## Exercise instructions:
The lines to copy from the data below are those that hold the string "rings".

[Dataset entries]
# # # #
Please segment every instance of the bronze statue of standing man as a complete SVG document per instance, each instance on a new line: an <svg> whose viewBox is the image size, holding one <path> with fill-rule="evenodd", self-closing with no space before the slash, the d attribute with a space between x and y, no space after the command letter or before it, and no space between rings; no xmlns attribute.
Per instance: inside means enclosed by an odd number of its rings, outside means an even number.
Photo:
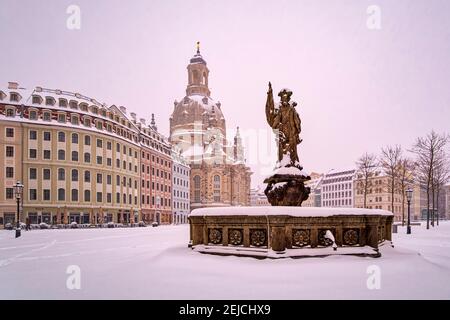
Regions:
<svg viewBox="0 0 450 320"><path fill-rule="evenodd" d="M291 100L292 91L283 89L278 93L281 102L275 108L273 101L272 84L269 82L269 91L266 101L266 118L270 127L276 131L278 145L279 166L300 166L297 154L297 145L302 142L300 116L295 110L297 103ZM288 162L289 161L289 162Z"/></svg>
# # # #
## Answer to this problem:
Please segment every instance of the bronze statue of standing man as a complete SVG document per instance, each instance on a new line: an <svg> whose viewBox is the image size, holding one <path> with fill-rule="evenodd", self-closing with no space before the slash, the d attribute with a space between x and y, no space after the command letter or before it, and no space between rings; no xmlns attribute.
Per instance: inside means enclosed by an odd number of its rings, outside means an even number.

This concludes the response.